§ AIM OF THE EXERCISE:
Retype the passage about wanting to return to France and Europe by bicycle word for word, in full.

[[ PASSAGE FOR REVIEW, beginning ]]

07 April 2014
I am itching to go to France, to Europe, again. Actually, I really want to do what I did as recently as 2001, just before 9/11: Buy the cheapest round-trip ticket to Paris I can find, bring my bike with me and decide where I’m going to ride once I get there.
The first time I did that, I didn’t come back for a long, long time. (Actually, I bought an open-ended round-trip ticket to London. Are such things still available?) I rode through the English countryside to Dover and took the ferry to Calais, from which I rode through Belgium, the Netherlands and back into France, where I stayed for as long as I could. Other times, I pedaled to Italy, Spain, Germany, Switzerland or the Netherlands and back.
When I took such trips—even the first, my first outside North America—I never felt like a tourist. Even though my French—or, for that matter, English-- wasn’t nearly as good as I thought it was after the classes I took, I felt (with much justification, I believe) I was experiencing the countries, the cultures and all of the architecture and art I’d seen in books and classrooms in ways that those who followed trails emblazoned with American Express signs never could.

[[ PASSAGE FOR REVIEW, end ]]
[[ RECORDS SHOWN, beginning ]]

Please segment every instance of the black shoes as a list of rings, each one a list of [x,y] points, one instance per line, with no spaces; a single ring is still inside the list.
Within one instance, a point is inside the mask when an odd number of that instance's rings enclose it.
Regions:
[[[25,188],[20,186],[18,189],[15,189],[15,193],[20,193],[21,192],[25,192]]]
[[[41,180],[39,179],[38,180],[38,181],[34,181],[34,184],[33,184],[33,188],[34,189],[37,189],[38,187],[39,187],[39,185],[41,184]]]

[[ RECORDS SHOWN, end ]]

§ RESULT OF THIS TASK:
07 April 2014
I am itching to go to France, to Europe, again. Actually, I really want to do what I did as recently as 2001, just before 9/11: Buy the cheapest round-trip ticket to Paris I can find, bring my bike with me and decide where I’m going to ride once I get there.
The first time I did that, I didn’t come back for a long, long time. (Actually, I bought an open-ended round-trip ticket to London. Are such things still available?) I rode through the English countryside to Dover and took the ferry to Calais, from which I rode through Belgium, the Netherlands and back into France, where I stayed for as long as I could. Other times, I pedaled to Italy, Spain, Germany, Switzerland or the Netherlands and back.
When I took such trips—even the first, my first outside North America—I never felt like a tourist. Even though my French—or, for that matter, English-- wasn’t nearly as good as I thought it was after the classes I took, I felt (with much justification, I believe) I was experiencing the countries, the cultures and all of the architecture and art I’d seen in books and classrooms in ways that those who followed trails emblazoned with American Express signs never could.